[[ Dataset entries, beginning ]]
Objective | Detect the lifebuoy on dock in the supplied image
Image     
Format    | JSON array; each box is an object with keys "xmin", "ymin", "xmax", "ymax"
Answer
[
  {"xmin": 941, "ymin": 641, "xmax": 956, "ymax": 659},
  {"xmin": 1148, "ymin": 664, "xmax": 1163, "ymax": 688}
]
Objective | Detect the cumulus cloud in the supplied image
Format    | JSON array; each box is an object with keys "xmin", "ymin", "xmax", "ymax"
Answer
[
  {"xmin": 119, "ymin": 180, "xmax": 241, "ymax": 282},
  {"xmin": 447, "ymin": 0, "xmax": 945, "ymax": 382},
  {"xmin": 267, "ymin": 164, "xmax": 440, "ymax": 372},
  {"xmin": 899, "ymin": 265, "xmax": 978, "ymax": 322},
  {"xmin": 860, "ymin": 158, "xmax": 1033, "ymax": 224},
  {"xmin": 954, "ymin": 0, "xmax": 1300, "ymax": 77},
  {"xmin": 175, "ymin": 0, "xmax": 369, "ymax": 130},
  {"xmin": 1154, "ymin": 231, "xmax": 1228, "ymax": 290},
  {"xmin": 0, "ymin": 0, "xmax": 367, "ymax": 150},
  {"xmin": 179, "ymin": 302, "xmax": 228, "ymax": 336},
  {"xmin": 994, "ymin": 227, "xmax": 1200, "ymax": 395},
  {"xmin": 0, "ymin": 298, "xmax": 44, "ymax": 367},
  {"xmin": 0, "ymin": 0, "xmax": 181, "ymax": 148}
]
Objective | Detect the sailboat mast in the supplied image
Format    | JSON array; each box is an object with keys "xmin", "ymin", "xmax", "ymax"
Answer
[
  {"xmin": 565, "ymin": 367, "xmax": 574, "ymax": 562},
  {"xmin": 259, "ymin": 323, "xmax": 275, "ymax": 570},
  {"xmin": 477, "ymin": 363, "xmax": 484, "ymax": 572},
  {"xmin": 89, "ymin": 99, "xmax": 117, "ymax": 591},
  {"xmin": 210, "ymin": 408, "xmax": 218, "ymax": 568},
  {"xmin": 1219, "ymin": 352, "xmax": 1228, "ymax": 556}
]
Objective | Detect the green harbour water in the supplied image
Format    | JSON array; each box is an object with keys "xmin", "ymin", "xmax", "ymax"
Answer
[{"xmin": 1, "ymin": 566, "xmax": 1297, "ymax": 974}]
[[ Dataset entries, end ]]
Exercise description ::
Among the records above, find each line containing the string "supplied" and copy it.

The completed task ::
Objective | Detect the lifebuoy on dock in the supplied image
Objective | Detect the cumulus cloud in the supplied image
Objective | Detect the sailboat mast in the supplied image
Objective | Detect the green harbour water in the supplied image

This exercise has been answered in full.